> Text section

= = = =

Wednesday, March 19, 2008

Survey says . . .

62% of readers believed that PSSA proficiency should be a graduation requirement while 38% said no (78 total votes). Undoubtedly this topic will remain controversial while it is being considered by the board, and I encourage any interested parties to attend an upcoming Education Development Committee meeting (date tbd) to learn more about this topic.

Next survey question . . . Should the board close the Tawanka Learning Center and move the alternative education program to another facility? Proponents of the idea believe it's the only way that Neshaminy can meet its Act 1 fiscal requirements, and it is prudent to make use of underutilized space in other facilities. Opponents of the idea say that the alternative program thrives at Tawanka because it is removed from the other facilities, and offers struggling students a safe haven away from the crowd of a larger building.

What do you think?


Anonymous said...

It's really hard to respond to this survey. The kids that attend this program are kids that are at risk and are not thriving in the high school. These are the kids that would be in this communities best interest to turn around and help to become productive members of our community. Someone, somewhere along the way dropped the ball on these kids and if we have a program that currently exists that is working, and working well, we need to try and preserve the integrity of this program. The question becomes, can this program be duplicated in another environment and still maintain what makes it successful? This question can not answered in a survey and I would have to defer to the staff members that make this program a success as well as the students that have benefited from this program and moved on to become productive members of our society. Therefore, I don't think I can respond to this survey and I implore those who have experience with this program to educate us. It's really not because I don't care, it's just I don't know.

William O'Connor said...

Dear Anonymous: Your struggle for the right answer reflects just how difficult a decision this is. Financially speaking, it's a no-brainer; educationally speaking, the answer isn't so clear.
To echo something you said, the program is working well. I guess that's why this has become such a difficult decision. I'm sure you'll be reading comments from others who are as equally torn as you.

Parent of a children not from NMS or TLC said...

From what I gathered from the meeting, it is really important that these children be in their own building.

And I do agree with one of the counselors who said that parents would be up in arms if the children were placed in a seperated place from the middle school. Unless alot of information was given about the extent of the separation (meaning a locked down door between) parents would be worried. (probally needlessly, but it would happen and these alternatively schooled kids don't need that added burden ) I agree with the other point the counselor made that these children would stand out from the other younger children. If the program gets moved I think it truly needs to be moved where it is a stand alone facility.

For that to happen more planning needs to take place as to what-if any elementary schools are getting closed..or a K-8....basically I think the board needs to plan plan plan and not move hastily.

It's unfortunate we had financial downturn in our investments, because we are in a bind right now.

What programs would need to be pulled for a year in order to accomodate more planning for the Tawanka school and Neshaminy Middle School? Not that I want programs cut, but curious what that would entail.

I was especially concerned that other schools that are closer to "ideal" enrollment are having a real problem with space (hearing that an IOP was in the back of an auditorim during choral rehersal was worrisome )

= = = =

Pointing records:
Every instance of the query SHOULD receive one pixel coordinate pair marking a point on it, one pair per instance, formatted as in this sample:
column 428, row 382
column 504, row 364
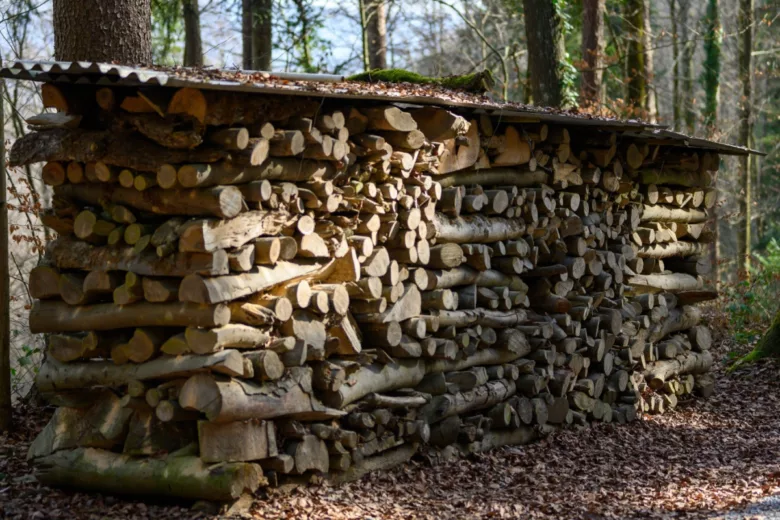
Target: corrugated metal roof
column 335, row 86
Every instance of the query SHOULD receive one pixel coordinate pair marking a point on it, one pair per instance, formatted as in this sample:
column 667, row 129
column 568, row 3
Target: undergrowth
column 749, row 306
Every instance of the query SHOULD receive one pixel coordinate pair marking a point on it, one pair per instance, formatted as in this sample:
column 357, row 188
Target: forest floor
column 711, row 458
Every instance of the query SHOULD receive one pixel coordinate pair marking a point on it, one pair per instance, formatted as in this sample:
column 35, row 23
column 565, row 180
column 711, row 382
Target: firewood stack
column 251, row 288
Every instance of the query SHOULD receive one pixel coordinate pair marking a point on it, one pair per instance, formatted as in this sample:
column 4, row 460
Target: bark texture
column 546, row 52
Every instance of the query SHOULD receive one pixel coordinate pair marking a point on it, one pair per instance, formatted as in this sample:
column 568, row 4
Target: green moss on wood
column 478, row 82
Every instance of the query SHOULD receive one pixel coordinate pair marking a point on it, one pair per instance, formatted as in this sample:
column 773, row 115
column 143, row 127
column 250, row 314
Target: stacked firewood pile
column 248, row 289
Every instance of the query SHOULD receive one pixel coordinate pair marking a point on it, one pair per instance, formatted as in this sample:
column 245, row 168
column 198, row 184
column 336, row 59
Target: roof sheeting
column 334, row 86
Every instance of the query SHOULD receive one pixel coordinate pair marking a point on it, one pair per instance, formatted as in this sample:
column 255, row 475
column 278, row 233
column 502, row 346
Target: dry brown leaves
column 706, row 458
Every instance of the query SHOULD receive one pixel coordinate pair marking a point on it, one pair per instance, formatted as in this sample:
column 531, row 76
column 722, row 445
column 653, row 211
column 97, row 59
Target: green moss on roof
column 478, row 82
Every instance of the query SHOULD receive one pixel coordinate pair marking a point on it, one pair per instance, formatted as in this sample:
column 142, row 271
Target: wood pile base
column 247, row 289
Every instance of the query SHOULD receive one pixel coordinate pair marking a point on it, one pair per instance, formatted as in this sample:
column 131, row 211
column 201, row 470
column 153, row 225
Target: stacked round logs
column 250, row 288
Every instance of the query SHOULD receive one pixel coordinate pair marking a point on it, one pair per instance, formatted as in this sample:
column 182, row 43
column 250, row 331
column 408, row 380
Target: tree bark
column 745, row 24
column 636, row 59
column 592, row 49
column 262, row 44
column 54, row 375
column 546, row 52
column 376, row 18
column 181, row 476
column 95, row 30
column 193, row 46
column 5, row 323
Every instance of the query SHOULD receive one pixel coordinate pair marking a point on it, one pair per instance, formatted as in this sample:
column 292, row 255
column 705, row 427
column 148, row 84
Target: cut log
column 52, row 316
column 236, row 400
column 206, row 341
column 59, row 376
column 239, row 441
column 211, row 235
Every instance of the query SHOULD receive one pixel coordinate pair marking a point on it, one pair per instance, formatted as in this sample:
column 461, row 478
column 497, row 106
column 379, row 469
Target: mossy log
column 181, row 476
column 54, row 375
column 219, row 201
column 114, row 148
column 476, row 229
column 56, row 316
column 68, row 253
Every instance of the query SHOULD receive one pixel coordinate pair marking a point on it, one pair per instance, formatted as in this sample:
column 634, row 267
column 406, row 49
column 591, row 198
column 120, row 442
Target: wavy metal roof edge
column 111, row 74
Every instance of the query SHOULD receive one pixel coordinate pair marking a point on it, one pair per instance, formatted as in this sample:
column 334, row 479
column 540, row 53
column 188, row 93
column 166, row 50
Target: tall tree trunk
column 711, row 81
column 364, row 34
column 676, row 66
column 97, row 30
column 246, row 33
column 376, row 16
column 193, row 47
column 546, row 52
column 635, row 29
column 5, row 323
column 651, row 104
column 745, row 23
column 261, row 34
column 688, row 48
column 592, row 49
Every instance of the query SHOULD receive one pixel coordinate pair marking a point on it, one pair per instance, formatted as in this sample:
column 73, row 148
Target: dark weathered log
column 58, row 376
column 235, row 400
column 209, row 235
column 220, row 201
column 476, row 229
column 115, row 148
column 67, row 253
column 183, row 476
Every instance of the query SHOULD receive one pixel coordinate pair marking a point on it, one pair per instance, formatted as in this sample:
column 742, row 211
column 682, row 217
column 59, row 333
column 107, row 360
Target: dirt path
column 704, row 460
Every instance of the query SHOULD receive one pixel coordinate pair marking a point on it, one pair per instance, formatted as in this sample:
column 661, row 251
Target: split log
column 62, row 376
column 211, row 235
column 53, row 316
column 671, row 214
column 476, row 229
column 115, row 148
column 219, row 201
column 183, row 476
column 689, row 363
column 238, row 441
column 67, row 253
column 671, row 282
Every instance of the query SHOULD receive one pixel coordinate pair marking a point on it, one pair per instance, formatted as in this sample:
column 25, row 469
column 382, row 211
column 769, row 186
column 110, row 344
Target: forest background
column 702, row 67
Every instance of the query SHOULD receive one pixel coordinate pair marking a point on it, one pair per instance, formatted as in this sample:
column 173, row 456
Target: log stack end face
column 288, row 289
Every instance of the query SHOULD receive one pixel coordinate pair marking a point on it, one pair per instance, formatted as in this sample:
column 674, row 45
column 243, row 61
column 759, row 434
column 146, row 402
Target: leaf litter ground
column 709, row 458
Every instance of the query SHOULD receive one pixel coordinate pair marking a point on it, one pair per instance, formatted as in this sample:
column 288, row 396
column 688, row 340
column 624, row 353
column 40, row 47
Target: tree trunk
column 193, row 47
column 546, row 52
column 261, row 34
column 745, row 128
column 376, row 18
column 676, row 67
column 181, row 476
column 5, row 323
column 95, row 30
column 647, row 42
column 592, row 49
column 686, row 68
column 246, row 34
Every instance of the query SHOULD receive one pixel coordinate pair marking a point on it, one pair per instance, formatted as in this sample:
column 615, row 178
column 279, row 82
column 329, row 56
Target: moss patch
column 478, row 82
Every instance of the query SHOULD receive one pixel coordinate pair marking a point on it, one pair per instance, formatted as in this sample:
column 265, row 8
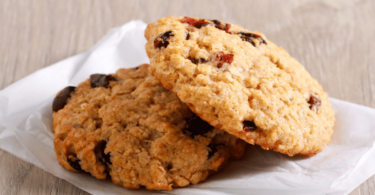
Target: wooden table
column 333, row 39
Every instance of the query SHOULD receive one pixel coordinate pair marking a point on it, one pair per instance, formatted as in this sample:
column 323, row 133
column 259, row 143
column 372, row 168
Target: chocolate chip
column 74, row 162
column 220, row 26
column 199, row 61
column 249, row 37
column 201, row 23
column 197, row 126
column 101, row 80
column 106, row 157
column 212, row 152
column 223, row 58
column 249, row 126
column 62, row 98
column 162, row 40
column 314, row 102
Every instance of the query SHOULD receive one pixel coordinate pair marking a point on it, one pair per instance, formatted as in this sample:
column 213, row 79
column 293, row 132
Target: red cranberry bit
column 314, row 102
column 224, row 58
column 62, row 98
column 196, row 23
column 220, row 26
column 249, row 37
column 249, row 126
column 162, row 40
column 199, row 61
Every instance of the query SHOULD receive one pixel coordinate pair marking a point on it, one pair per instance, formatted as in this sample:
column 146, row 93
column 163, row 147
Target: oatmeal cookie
column 129, row 127
column 240, row 82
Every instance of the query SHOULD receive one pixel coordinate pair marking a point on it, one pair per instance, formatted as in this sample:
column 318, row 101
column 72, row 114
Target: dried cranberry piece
column 101, row 80
column 220, row 26
column 197, row 126
column 162, row 40
column 224, row 58
column 62, row 98
column 249, row 126
column 249, row 37
column 74, row 162
column 199, row 61
column 196, row 23
column 213, row 150
column 314, row 102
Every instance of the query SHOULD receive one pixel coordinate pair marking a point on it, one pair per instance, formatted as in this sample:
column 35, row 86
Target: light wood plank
column 333, row 39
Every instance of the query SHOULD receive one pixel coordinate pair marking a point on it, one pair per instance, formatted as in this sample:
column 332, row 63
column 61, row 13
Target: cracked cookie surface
column 242, row 83
column 129, row 127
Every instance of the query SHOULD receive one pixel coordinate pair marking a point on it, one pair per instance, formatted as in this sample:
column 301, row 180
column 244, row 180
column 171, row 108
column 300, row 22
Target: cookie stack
column 210, row 88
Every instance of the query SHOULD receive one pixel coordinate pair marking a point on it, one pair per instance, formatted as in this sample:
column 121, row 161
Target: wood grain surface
column 332, row 39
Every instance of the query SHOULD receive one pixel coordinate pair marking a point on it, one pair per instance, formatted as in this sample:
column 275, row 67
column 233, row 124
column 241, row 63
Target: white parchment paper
column 26, row 120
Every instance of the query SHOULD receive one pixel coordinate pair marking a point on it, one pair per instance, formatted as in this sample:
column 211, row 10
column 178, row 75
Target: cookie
column 240, row 82
column 129, row 127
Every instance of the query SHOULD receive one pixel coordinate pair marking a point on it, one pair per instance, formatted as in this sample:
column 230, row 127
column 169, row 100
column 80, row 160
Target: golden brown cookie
column 242, row 83
column 128, row 125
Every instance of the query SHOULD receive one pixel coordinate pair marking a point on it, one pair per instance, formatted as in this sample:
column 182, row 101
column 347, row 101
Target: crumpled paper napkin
column 26, row 132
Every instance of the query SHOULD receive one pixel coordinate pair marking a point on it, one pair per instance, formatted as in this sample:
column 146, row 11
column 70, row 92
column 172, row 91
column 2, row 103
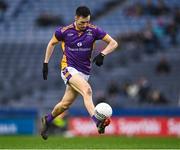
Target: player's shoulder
column 65, row 28
column 92, row 26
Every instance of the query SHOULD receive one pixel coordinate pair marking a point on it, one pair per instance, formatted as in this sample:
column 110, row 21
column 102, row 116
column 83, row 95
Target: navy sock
column 49, row 118
column 95, row 120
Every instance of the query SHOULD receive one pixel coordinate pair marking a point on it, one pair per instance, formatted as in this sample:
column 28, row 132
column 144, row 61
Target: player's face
column 82, row 22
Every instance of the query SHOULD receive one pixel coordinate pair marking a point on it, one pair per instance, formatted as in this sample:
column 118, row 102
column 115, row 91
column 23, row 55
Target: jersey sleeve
column 58, row 34
column 100, row 34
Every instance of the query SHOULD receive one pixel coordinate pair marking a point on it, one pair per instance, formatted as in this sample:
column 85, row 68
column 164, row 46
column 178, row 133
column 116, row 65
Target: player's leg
column 83, row 87
column 68, row 98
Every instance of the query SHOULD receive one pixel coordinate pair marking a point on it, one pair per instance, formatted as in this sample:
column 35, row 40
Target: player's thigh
column 80, row 84
column 69, row 95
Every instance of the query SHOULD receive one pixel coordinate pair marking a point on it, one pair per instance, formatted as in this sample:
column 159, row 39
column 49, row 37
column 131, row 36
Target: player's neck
column 75, row 25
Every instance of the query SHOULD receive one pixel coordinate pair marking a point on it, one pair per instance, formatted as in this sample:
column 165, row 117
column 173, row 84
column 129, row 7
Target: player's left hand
column 45, row 71
column 98, row 60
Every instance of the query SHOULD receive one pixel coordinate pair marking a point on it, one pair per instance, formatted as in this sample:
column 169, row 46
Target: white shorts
column 68, row 72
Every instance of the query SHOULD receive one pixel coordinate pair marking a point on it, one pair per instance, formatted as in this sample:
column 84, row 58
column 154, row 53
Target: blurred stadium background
column 141, row 80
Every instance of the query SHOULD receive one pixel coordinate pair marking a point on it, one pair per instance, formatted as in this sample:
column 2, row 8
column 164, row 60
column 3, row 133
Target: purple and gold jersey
column 78, row 45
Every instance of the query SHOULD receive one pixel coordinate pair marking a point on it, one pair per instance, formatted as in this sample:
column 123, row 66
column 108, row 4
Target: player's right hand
column 45, row 71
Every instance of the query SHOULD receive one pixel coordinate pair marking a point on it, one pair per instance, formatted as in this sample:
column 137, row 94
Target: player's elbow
column 115, row 44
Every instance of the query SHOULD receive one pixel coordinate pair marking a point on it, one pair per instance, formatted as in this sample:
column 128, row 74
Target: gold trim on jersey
column 67, row 27
column 63, row 63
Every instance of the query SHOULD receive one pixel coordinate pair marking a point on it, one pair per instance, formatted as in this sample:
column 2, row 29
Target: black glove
column 98, row 60
column 45, row 71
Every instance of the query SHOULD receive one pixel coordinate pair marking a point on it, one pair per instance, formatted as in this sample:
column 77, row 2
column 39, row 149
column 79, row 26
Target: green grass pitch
column 97, row 142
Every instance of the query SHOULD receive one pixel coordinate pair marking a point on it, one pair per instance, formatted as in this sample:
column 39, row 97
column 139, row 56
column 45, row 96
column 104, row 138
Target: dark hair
column 83, row 11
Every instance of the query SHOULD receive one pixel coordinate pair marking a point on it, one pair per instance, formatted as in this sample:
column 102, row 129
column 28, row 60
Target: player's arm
column 112, row 44
column 49, row 51
column 50, row 48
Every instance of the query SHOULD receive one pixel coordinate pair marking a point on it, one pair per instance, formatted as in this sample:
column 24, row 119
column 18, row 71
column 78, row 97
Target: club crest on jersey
column 79, row 44
column 89, row 32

= = = =

> What to do
Reproduce the passage of the survey post that opens with the words containing "62% of readers" and closes with "about this topic.", changing "controversial" to "contentious".

> Right answer
62% of readers believed that PSSA proficiency should be a graduation requirement while 38% said no (78 total votes). Undoubtedly this topic will remain contentious while it is being considered by the board, and I encourage any interested parties to attend an upcoming Education Development Committee meeting (date tbd) to learn more about this topic.